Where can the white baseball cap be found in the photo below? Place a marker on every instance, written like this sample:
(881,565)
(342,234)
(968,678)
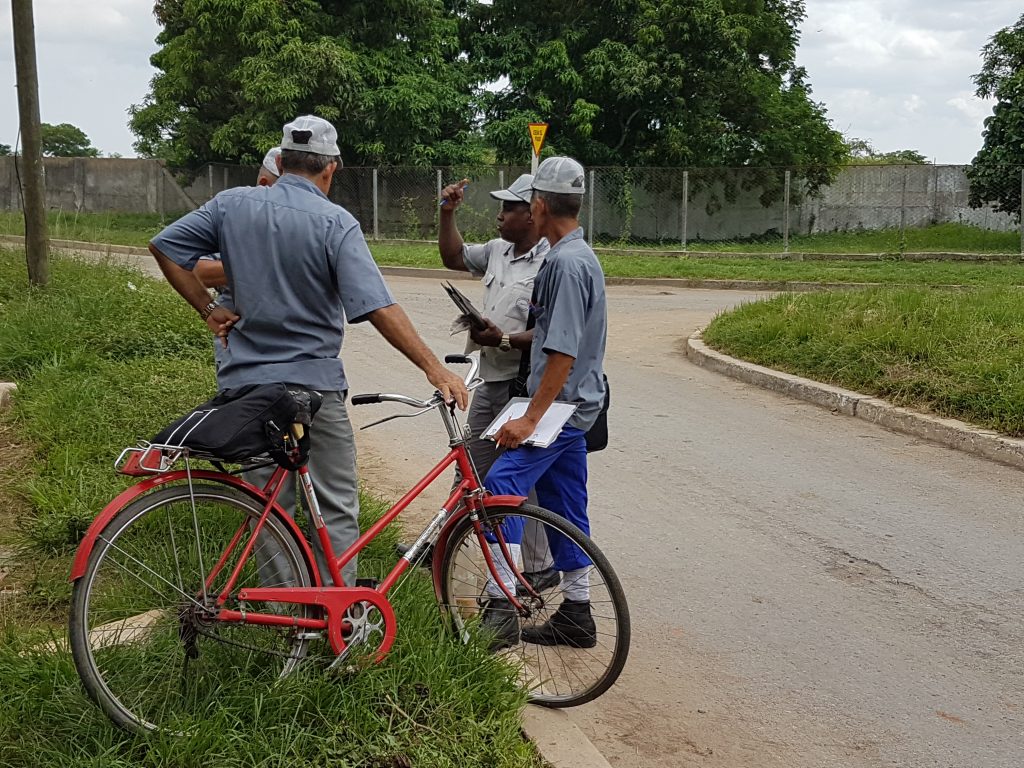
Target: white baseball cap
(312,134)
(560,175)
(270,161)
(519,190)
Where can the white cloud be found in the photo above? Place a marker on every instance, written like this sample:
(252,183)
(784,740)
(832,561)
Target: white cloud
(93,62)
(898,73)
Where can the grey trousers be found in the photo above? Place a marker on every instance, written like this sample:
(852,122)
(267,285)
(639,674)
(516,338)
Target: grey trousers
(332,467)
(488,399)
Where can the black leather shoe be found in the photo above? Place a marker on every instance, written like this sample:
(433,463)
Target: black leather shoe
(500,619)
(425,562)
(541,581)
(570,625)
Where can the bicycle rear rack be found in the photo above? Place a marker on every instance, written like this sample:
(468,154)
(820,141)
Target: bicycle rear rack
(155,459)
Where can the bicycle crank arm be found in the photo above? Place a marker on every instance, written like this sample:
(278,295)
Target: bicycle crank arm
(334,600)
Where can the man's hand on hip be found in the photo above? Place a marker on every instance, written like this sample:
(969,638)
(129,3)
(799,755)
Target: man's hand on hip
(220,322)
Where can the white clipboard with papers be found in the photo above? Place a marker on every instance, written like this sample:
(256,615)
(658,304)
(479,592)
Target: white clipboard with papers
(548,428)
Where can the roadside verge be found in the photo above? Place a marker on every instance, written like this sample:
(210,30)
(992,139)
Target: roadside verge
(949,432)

--

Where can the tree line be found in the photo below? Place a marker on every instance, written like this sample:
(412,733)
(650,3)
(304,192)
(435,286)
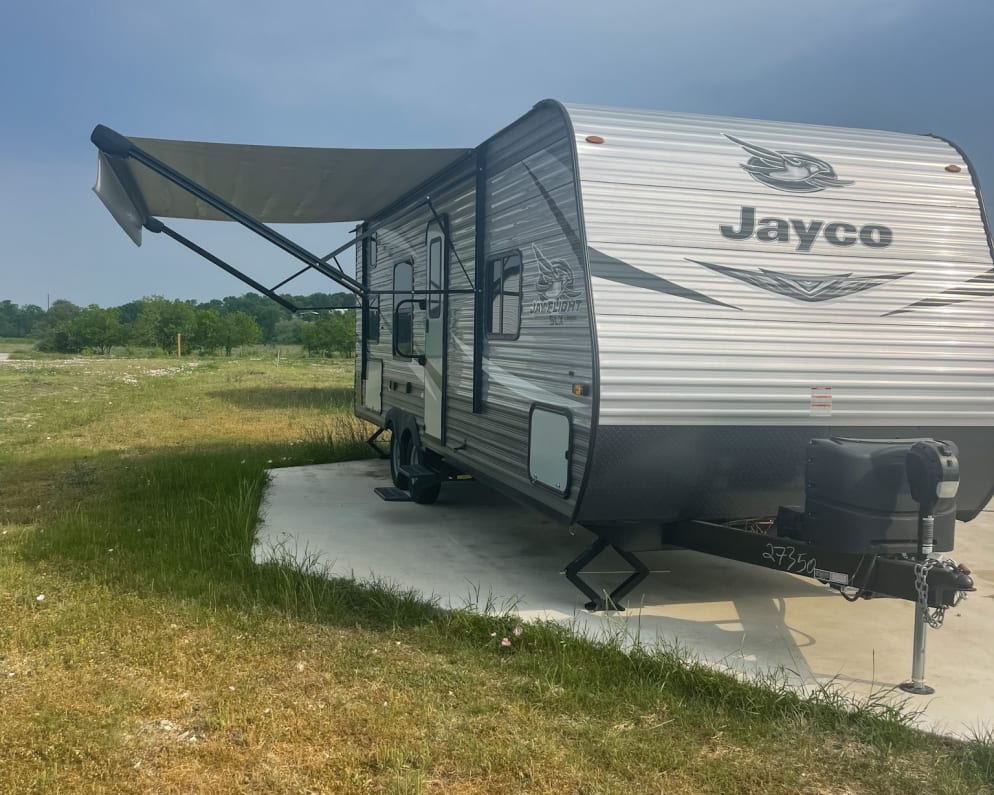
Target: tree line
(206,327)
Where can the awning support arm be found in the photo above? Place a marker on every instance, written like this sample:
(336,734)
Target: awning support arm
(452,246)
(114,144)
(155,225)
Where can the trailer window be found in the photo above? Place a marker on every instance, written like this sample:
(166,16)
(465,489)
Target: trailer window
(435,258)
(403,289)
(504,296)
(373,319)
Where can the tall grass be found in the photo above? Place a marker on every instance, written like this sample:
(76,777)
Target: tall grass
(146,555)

# Your objective
How many lines of the entries above contain the word "with", matching case exactly? Give only the number.

# Problem solution
2